▸ AIM
Count the lines in the records below that contain the word "blurred". Reply with only the number.

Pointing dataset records

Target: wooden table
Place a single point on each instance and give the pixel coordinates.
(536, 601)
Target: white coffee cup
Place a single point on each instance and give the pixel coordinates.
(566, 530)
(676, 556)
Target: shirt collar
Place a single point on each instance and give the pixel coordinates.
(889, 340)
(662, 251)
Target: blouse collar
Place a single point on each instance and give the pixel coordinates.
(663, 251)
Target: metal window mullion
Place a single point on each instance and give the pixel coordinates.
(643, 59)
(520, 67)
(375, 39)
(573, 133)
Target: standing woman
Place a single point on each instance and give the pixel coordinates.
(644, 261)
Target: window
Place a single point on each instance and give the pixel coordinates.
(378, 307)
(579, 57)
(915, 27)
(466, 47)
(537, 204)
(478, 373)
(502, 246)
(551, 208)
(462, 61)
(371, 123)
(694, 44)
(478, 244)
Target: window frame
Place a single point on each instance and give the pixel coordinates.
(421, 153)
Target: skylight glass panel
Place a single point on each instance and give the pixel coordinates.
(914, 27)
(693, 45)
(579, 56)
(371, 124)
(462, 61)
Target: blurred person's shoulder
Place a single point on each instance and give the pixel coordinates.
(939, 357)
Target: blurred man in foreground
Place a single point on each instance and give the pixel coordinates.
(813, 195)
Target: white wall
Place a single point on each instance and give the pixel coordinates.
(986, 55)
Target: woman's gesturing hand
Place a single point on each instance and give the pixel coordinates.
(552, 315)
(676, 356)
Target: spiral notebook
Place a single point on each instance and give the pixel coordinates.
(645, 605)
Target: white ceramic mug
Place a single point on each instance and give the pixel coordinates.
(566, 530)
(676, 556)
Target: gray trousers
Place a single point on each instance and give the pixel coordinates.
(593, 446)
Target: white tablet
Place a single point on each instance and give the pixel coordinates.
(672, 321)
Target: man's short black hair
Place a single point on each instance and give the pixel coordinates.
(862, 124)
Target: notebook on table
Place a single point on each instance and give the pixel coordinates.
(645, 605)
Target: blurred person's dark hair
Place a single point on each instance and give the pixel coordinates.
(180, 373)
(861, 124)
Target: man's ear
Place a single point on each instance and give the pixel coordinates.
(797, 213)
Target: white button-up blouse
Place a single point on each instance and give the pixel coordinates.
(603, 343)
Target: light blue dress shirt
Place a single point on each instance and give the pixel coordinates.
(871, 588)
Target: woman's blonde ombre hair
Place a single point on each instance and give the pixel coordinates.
---
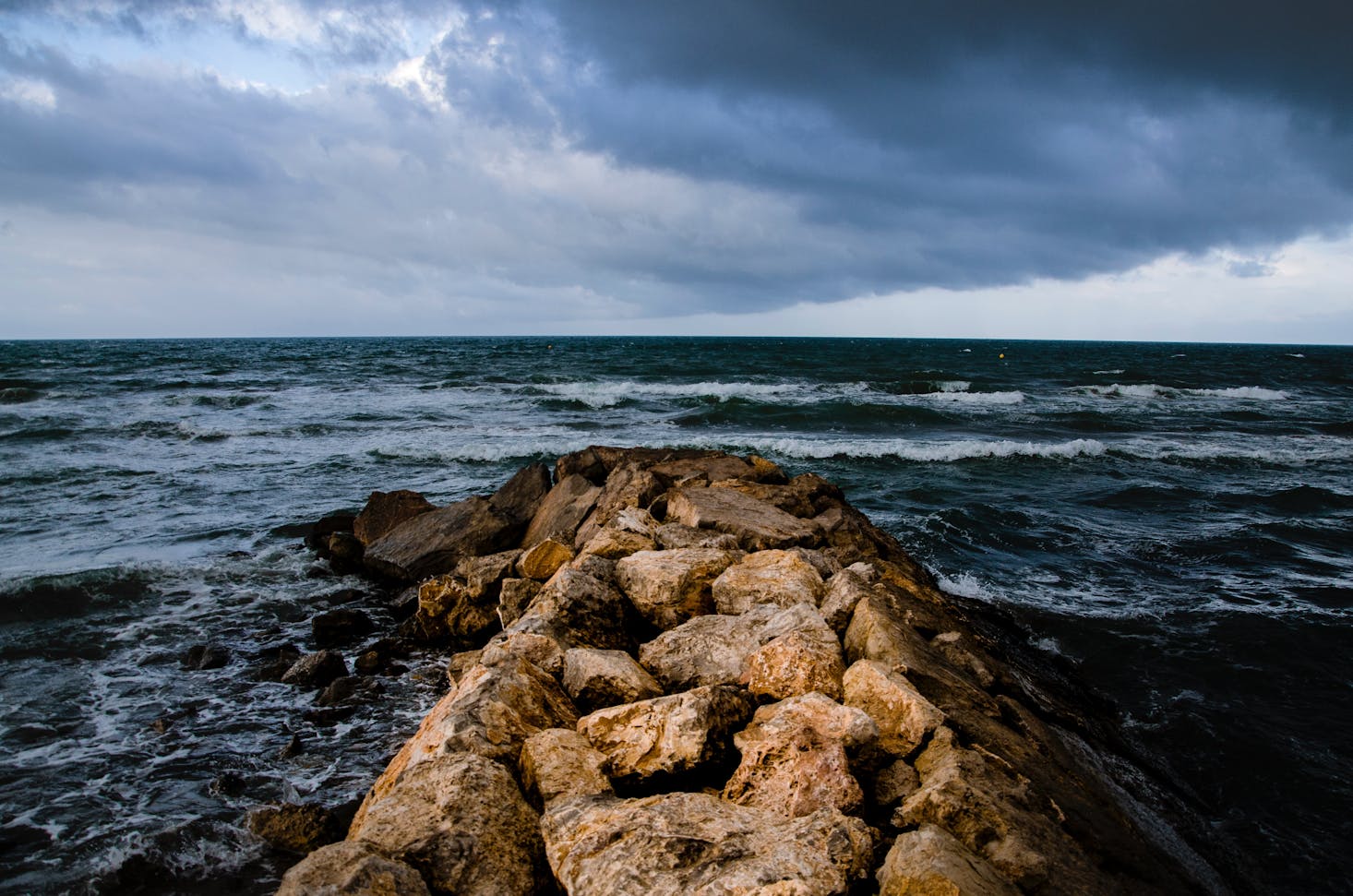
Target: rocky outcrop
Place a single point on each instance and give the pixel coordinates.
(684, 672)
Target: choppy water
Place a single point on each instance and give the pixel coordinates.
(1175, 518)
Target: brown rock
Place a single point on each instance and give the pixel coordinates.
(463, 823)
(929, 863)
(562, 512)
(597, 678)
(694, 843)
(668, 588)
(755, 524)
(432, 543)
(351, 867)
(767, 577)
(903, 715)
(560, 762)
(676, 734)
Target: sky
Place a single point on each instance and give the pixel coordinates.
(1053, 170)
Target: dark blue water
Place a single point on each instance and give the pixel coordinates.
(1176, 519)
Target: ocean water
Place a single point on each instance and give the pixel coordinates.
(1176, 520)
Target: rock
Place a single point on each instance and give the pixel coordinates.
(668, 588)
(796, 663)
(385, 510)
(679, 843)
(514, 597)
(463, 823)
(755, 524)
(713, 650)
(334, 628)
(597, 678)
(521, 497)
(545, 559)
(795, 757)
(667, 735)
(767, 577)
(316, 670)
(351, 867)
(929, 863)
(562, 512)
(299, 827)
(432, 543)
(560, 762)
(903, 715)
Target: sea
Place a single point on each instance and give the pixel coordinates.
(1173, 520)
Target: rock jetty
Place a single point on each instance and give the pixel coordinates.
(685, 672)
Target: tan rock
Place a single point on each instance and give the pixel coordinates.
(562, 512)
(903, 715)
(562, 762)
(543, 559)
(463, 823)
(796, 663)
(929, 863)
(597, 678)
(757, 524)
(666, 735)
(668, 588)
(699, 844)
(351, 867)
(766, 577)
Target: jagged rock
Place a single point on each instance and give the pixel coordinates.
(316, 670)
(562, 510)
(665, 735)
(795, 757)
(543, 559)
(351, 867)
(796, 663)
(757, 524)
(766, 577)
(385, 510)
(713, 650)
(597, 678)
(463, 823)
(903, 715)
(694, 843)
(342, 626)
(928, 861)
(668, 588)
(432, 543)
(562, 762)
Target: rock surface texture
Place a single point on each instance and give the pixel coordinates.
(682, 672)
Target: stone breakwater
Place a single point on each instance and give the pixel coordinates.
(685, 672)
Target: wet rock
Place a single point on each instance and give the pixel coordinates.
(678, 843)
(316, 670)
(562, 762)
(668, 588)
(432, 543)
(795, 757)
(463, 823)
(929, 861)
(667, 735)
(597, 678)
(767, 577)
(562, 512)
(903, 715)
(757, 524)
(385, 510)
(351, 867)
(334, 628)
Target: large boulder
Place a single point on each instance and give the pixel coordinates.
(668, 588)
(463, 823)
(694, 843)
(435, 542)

▸ ANSWER TO THE TASK
3